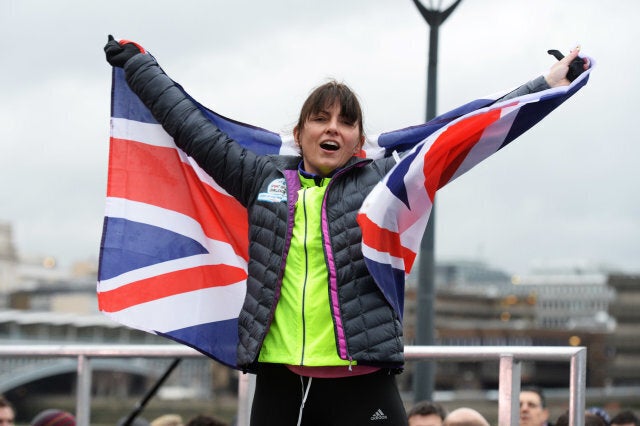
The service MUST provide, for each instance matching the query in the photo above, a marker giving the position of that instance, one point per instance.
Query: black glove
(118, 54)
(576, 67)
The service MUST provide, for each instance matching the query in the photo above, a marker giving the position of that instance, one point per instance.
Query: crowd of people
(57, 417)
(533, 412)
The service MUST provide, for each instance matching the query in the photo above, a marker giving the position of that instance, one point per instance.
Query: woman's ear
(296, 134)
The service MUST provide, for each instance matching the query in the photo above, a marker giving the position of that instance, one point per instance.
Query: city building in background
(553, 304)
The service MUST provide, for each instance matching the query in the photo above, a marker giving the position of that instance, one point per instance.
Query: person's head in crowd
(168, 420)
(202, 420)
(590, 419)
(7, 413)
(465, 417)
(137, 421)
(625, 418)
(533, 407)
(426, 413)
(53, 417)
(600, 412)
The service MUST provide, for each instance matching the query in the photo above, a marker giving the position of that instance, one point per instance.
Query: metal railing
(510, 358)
--
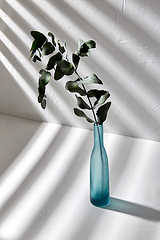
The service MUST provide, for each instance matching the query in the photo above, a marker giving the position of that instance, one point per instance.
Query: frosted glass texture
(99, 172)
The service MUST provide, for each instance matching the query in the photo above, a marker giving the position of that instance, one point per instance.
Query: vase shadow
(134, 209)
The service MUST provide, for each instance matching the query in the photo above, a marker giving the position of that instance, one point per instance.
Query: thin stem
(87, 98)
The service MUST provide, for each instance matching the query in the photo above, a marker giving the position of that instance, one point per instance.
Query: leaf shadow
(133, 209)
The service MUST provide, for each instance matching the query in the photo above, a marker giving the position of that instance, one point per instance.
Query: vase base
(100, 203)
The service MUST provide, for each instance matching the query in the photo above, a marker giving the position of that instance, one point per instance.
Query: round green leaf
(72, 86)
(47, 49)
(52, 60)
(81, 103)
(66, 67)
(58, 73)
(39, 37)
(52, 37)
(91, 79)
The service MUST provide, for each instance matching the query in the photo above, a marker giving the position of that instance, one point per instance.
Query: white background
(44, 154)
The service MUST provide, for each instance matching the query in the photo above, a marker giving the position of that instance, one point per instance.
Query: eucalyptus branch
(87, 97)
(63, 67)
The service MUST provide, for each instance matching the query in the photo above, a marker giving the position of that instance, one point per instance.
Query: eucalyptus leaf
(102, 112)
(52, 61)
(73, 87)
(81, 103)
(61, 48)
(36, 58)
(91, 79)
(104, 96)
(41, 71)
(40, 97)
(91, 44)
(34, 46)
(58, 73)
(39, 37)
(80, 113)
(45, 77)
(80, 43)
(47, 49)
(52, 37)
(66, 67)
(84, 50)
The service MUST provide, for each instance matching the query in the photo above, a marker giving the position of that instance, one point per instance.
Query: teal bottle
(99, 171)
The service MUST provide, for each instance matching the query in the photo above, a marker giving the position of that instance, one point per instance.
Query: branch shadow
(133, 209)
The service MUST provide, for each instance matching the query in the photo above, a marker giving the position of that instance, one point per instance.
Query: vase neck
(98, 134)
--
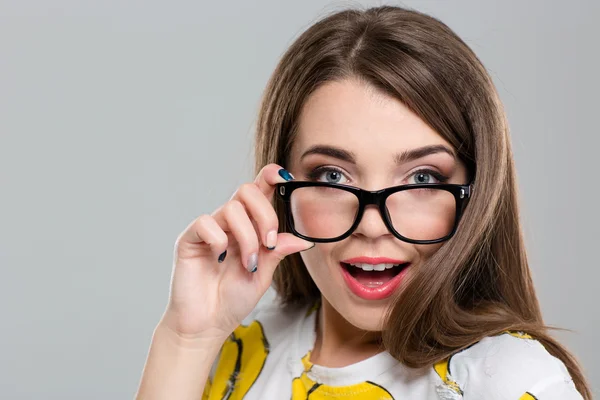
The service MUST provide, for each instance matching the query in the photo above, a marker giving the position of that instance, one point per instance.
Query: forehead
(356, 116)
--
[Given problem] Find each line in the data above that contains the word "vase" with the same capitalization, and copy those lines out.

[Solution]
Query: vase shadow
Query: vase base
Query: vase neck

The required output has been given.